Extracted entries: Begin

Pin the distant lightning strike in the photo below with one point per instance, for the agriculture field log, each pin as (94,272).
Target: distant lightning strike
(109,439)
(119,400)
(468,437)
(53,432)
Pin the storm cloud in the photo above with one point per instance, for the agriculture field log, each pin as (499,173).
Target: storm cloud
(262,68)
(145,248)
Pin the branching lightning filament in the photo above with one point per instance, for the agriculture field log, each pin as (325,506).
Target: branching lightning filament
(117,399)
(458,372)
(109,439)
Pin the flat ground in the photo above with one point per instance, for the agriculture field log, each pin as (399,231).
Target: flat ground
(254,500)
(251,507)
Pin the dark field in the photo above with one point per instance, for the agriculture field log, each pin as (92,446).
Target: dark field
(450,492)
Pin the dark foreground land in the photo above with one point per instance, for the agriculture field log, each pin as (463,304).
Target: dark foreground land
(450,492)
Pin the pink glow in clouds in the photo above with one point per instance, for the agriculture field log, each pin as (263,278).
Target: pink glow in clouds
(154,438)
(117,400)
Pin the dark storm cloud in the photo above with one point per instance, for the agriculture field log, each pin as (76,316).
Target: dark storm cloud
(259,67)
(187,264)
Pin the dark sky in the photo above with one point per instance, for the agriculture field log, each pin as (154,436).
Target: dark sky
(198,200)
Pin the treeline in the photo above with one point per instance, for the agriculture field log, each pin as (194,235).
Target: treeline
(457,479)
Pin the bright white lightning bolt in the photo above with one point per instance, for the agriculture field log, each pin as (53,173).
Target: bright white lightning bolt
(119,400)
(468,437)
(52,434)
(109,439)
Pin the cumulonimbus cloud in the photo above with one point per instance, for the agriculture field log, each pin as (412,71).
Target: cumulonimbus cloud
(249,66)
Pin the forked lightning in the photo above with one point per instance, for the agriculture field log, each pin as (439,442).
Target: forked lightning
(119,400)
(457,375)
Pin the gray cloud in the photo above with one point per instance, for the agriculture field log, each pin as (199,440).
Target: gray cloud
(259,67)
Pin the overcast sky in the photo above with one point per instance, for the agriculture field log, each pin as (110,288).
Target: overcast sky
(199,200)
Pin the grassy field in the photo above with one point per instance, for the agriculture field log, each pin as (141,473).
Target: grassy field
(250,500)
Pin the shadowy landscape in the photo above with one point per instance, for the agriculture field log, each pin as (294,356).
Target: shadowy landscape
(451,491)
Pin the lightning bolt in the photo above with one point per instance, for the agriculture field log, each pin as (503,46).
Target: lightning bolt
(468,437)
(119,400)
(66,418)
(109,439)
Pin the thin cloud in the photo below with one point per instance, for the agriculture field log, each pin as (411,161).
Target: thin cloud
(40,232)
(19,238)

Extracted entries: End

Look above and repeat, character for character, the lines from the first one to the line with "Pin the flat", counting both.

Pin the distant lightning strike in the photo below with one point per instance, for the agriculture field log, each pin as (94,272).
Target: distant lightning strike
(109,439)
(119,400)
(468,437)
(53,432)
Pin the storm cloud in the photo above with one point per instance, for the agriculture field log, each pin as (499,173).
Target: storm cloud
(262,68)
(145,248)
Pin the branching lightning filament in the photo above with one point per instance, for the agriculture field log, each pin as (325,506).
Target: branching lightning filament
(117,399)
(458,372)
(109,439)
Pin the flat ground in the photo above with one point per instance, for the agriculture field log, each pin as (399,231).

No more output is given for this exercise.